▸ **QUOTED PASSAGE**:
Yes, people, even in the relevant fields, disagree about what fossils, bones and skulls tell us. We have found too few fossils to make a perfect complete uninterrupted record of human evolutionary history from modern humans all the way back. We may never have that kind of record. Not every single kind of hominid left lots of fossils behind for us to find. But that does not matter. We don't even have to look at fossils, skulls and bones anymore, skeptic. We can prove evolution in lots of ways besides fossils.

For one, we have this thing called DNA nowadays. The DNA record supports what we have figured out from the fossils we have found. The DNA demonstrates, without a doubt, exactly the same things evolutionary theory predicted about, for example,  the relationship between humans, chimps and other primates.

First, you can observe for yourself that there are far more similarities between chimps and humans than between, say, cats and humans, or parrots and humans, or lizards and humans, or hyenas and humans. The skeletons are more similar, the behavior, the social organizations, etc. are all more similar. That is Darwin-type 19th century observation--what your alien guy is doing.

▸ **WHAT TO WORK ON**: In the passage on evidence for evolution, what does the DNA record support?

▸ **DATA EXTRACT**:

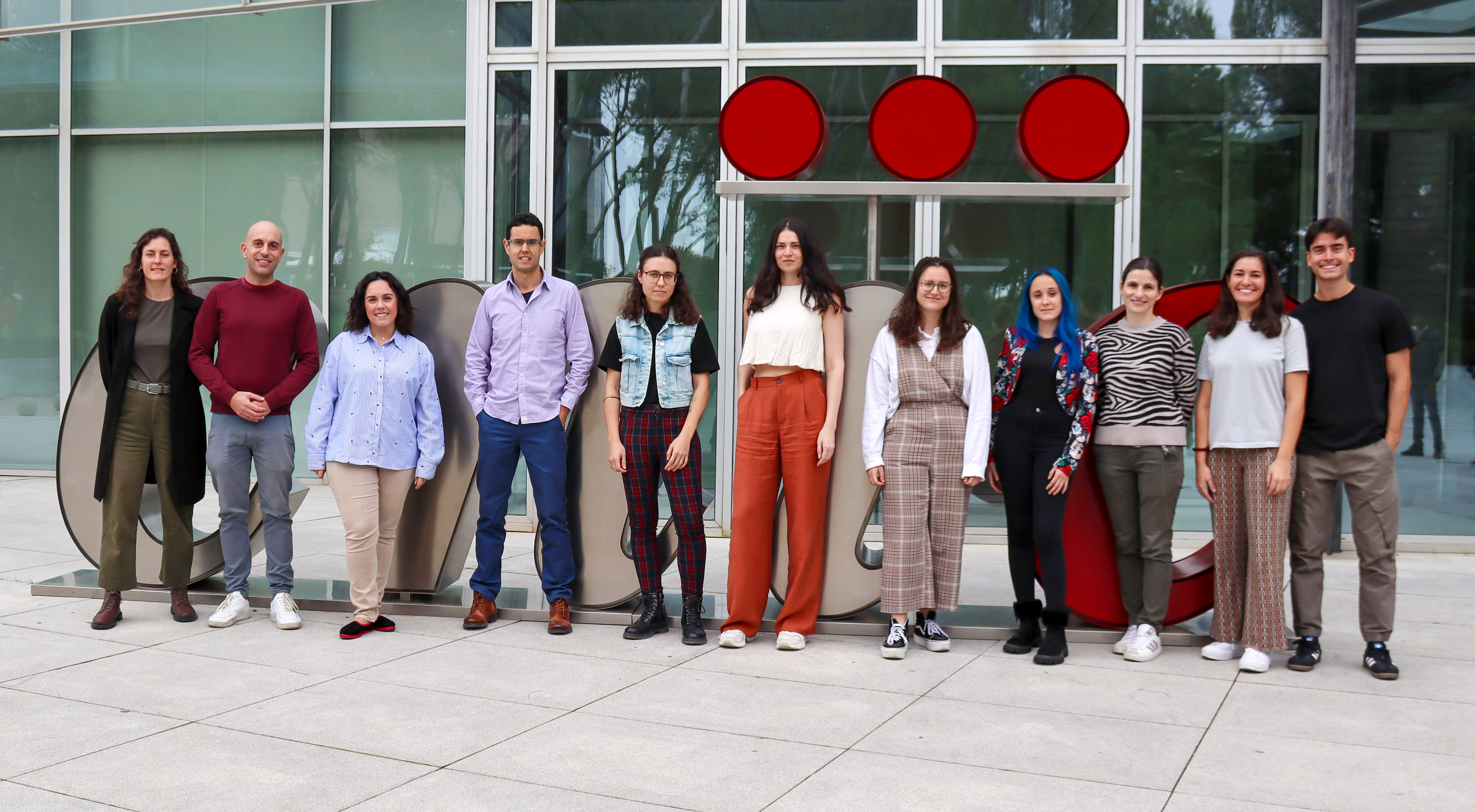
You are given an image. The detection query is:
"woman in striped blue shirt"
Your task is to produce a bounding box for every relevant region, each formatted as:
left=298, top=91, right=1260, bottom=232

▸ **RESPONSE FOR THIS EXERCISE**: It supports what has been figured out from the fossils that have been found.